**WHAT THIS TASK INVOLVES**
Every line with the string "each" must be copied from the entries below.

**DATA TO USE**

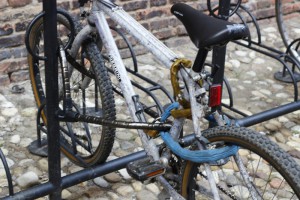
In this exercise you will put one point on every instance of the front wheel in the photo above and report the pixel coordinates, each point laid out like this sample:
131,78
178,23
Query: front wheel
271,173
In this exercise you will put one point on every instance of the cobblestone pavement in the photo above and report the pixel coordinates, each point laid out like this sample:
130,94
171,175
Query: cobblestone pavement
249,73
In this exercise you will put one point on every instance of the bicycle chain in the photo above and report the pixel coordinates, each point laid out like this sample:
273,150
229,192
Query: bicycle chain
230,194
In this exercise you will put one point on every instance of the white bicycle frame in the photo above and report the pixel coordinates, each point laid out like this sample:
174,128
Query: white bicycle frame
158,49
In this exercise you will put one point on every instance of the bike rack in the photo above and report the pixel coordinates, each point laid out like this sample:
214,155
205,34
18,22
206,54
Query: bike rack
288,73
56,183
...
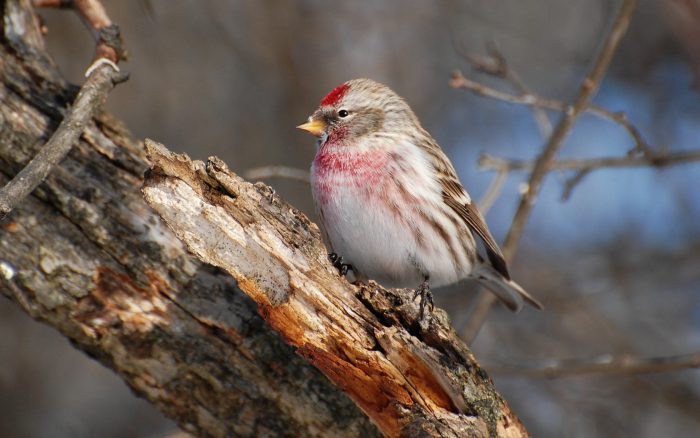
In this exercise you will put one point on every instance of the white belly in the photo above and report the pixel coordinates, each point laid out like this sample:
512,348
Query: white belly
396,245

**TASK RESPONSE**
In this exercise you will put one point on every instance of the front wheel in the photo above and report the pixel coordinates, each point laid out like this sample:
In this exercise you will put one point on every instance of the cobblestone pavement in the photo above and report the pixel coordinates, each point laid out like this sample:
In this exercise you will put one point on every instance of the bicycle chain in the photo above and report the pixel coordinates, each point laid out like this sample:
In this exercise you will put one point on every instance of the white bicycle frame in the photo above and report the pixel coordinates, each point laid out like this sample:
In this exercise you will put one point on every instance of the bike rack in the photo above and report the pixel coordinates, each point laid out like this sample:
In this exercise you will put one point on every instance of the white belly in the photo above and report the pixel coordinates, each point laid out like this sample:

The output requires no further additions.